### Stated problem
Give the data from the line containing "Place a point on the recessed" through the line containing "<point>144,45</point>", both included, as a JSON list of strings with one string per line and no blank lines.

>> start Exercise material

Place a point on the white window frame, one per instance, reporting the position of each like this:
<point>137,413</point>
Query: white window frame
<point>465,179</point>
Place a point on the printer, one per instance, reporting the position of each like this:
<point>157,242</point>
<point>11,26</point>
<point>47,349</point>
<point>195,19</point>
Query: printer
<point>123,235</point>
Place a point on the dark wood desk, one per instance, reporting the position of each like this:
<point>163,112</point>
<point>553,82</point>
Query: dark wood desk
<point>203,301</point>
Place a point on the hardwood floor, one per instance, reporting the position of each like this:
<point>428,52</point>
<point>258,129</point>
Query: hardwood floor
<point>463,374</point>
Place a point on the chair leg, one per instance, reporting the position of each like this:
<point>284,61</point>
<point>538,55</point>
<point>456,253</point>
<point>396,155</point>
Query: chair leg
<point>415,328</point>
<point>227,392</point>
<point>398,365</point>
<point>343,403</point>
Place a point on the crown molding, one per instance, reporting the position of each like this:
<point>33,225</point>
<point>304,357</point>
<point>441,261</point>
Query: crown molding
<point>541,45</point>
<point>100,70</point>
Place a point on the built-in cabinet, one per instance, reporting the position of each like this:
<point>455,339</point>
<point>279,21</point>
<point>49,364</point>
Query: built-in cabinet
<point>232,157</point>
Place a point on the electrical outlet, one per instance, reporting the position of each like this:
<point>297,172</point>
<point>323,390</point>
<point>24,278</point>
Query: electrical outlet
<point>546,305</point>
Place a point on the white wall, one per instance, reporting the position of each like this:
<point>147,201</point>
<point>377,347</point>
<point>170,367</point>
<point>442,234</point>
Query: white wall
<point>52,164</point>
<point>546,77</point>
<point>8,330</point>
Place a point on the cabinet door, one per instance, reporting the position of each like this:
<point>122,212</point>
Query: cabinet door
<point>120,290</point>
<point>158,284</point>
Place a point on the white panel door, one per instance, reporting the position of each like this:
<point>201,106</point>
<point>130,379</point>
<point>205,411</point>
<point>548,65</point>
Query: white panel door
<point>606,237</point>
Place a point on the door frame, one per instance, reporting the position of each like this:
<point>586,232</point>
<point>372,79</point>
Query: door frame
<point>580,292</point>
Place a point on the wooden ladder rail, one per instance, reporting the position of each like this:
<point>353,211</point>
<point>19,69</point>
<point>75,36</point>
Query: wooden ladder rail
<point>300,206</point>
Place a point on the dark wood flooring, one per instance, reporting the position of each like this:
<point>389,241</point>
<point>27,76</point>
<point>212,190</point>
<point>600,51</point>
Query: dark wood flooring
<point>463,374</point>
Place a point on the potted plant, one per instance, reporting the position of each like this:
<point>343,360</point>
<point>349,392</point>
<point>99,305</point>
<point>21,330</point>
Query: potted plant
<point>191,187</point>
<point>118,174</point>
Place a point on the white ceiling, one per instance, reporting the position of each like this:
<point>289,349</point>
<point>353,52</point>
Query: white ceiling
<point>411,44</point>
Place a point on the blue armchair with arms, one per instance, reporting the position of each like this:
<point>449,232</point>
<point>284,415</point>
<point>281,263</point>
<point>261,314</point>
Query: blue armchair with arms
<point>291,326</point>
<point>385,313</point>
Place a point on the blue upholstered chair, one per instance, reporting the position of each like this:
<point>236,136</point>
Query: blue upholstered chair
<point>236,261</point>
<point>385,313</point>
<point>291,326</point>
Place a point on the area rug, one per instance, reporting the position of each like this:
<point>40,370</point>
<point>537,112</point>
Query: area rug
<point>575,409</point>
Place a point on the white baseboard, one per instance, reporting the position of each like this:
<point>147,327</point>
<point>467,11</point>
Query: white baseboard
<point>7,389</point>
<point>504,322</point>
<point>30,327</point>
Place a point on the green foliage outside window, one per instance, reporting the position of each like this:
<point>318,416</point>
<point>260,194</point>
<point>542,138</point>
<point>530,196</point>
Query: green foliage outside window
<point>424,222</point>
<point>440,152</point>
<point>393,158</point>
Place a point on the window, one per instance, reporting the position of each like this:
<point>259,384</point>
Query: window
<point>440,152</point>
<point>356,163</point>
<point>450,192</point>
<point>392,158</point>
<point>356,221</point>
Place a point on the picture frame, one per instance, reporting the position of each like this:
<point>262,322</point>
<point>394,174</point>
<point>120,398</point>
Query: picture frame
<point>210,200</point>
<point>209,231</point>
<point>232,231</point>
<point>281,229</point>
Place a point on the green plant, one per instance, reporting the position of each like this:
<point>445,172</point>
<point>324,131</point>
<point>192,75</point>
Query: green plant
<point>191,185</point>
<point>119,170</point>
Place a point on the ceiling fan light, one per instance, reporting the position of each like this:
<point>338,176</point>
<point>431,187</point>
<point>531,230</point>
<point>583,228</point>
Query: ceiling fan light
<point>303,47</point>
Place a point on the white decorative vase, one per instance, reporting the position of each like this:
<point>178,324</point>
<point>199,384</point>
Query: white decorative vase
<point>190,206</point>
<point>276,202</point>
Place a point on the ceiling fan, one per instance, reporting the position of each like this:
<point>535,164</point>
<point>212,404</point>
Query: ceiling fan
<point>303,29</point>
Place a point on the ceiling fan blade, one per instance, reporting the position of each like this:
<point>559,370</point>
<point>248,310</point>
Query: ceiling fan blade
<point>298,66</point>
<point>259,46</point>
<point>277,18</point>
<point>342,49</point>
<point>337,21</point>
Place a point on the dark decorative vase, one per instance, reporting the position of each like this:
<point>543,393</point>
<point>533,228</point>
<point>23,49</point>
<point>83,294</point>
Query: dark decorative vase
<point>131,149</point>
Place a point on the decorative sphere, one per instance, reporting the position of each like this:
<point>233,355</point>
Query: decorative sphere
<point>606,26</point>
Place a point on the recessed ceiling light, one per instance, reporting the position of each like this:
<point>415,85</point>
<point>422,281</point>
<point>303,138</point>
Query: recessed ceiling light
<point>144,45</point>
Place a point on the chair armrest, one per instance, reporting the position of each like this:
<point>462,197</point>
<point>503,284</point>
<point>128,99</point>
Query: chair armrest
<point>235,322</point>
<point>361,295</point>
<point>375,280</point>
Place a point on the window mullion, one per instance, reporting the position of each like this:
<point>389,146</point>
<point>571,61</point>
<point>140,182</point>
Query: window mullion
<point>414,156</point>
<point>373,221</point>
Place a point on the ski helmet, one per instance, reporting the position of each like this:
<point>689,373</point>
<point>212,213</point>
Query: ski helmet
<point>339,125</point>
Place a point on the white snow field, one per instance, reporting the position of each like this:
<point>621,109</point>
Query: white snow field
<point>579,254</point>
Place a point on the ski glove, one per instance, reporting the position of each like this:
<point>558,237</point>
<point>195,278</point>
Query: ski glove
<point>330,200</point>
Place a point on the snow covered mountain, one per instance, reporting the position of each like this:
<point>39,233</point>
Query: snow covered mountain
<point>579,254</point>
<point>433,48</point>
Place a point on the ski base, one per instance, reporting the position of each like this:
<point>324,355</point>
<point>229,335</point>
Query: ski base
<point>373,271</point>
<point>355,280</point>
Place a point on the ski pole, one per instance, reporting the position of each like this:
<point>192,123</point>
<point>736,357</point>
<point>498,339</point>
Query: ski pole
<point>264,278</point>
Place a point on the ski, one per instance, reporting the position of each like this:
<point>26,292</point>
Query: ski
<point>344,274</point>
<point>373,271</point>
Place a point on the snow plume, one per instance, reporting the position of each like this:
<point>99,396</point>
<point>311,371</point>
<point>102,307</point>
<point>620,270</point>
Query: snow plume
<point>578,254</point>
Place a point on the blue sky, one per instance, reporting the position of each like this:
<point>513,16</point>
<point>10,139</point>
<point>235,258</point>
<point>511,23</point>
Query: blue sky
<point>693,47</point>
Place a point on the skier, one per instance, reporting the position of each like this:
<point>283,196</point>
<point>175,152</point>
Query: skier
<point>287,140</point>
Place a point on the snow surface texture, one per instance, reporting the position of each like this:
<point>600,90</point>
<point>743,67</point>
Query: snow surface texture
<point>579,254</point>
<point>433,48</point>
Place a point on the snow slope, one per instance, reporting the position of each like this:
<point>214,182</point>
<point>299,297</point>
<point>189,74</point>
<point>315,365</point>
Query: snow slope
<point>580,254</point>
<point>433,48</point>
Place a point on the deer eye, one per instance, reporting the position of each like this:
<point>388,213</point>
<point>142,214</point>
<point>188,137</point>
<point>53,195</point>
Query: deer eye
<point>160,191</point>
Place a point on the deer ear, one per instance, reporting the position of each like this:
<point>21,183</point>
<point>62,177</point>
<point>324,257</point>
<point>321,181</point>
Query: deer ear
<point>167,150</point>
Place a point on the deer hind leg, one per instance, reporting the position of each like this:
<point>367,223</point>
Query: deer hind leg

>> end Exercise material

### Written answer
[
  "Place a point on the recessed ceiling light, one per instance, reporting the position of each like this:",
  "<point>415,85</point>",
  "<point>422,281</point>",
  "<point>303,138</point>",
  "Query: recessed ceiling light",
  "<point>144,45</point>"
]